# Required task
Locate the line containing "tag the green container" in the data below. Reproduce it and every following line up to the end, exactly as given.

# Records supplied
┄┄┄┄┄┄┄┄┄┄┄┄┄┄┄┄┄┄┄┄

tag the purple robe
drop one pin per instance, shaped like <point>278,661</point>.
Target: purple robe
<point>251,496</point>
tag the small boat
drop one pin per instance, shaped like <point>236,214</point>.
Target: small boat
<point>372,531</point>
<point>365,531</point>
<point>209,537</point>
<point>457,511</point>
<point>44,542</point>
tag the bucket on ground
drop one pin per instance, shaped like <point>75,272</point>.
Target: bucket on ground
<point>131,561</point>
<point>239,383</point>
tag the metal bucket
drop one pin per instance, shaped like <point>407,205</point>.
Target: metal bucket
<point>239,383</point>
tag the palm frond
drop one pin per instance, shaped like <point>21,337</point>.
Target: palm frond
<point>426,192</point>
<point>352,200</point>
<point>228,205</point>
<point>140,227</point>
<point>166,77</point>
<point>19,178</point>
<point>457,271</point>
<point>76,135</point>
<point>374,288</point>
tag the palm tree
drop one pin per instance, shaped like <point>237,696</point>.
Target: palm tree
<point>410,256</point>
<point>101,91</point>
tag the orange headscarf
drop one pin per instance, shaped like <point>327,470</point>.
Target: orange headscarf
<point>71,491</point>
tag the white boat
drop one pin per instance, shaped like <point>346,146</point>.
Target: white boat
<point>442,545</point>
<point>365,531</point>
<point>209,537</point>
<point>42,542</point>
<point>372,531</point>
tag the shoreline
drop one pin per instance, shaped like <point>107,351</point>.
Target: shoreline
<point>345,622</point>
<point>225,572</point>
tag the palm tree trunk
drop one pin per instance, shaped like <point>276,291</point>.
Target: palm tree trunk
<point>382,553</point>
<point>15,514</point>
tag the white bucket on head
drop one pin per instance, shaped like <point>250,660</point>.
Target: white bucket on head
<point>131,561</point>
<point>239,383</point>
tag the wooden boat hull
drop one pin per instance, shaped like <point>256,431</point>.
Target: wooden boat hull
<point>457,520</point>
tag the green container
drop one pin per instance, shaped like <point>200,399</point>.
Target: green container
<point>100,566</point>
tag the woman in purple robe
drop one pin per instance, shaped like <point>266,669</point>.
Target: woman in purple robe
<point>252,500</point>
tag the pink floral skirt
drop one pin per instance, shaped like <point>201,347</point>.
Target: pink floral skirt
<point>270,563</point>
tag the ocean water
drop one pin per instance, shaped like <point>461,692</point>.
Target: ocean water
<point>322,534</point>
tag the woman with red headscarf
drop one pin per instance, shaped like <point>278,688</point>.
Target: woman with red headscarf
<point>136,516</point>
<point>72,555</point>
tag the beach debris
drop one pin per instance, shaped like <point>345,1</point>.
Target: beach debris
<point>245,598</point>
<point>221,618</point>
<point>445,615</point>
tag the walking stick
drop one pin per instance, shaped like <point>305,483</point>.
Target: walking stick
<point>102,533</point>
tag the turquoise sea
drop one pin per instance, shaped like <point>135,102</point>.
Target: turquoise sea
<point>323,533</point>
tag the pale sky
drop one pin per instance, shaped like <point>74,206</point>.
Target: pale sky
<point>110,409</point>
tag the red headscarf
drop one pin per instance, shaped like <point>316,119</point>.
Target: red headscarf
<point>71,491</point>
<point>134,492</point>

┄┄┄┄┄┄┄┄┄┄┄┄┄┄┄┄┄┄┄┄

# Written response
tag the green container
drop one pin per instance, shaped like <point>200,399</point>.
Target: green container
<point>100,566</point>
tag the woman in purple robe
drop one pin per instance, shaped like <point>266,669</point>.
Target: woman in purple robe
<point>252,500</point>
tag the pink floral skirt
drop one pin per instance, shaped like <point>201,347</point>.
Target: pink floral skirt
<point>270,563</point>
tag the ocean water
drop one pin per instance, shaped like <point>461,692</point>.
Target: ocean water
<point>322,534</point>
tag the woman with red headscarf
drop one pin per instance, shaped like <point>278,688</point>.
Target: woman with red headscarf
<point>136,516</point>
<point>72,555</point>
tag the beach debris
drop one pin per instance, shaped like <point>345,1</point>.
Target: beach debris
<point>245,598</point>
<point>221,618</point>
<point>445,615</point>
tag the walking stick
drop one pin per instance, shaped like <point>305,483</point>.
Target: walking stick
<point>102,533</point>
tag the turquoise sea
drop one pin per instance, shaped like <point>135,102</point>.
Target: turquoise sea
<point>323,533</point>
tag the pale sky
drop one pin per instance, shaped like <point>74,206</point>.
Target: pale sky
<point>110,409</point>
tag the red headscarf
drop one pin per instance, shaped like <point>316,119</point>.
Target: red headscarf
<point>71,491</point>
<point>134,492</point>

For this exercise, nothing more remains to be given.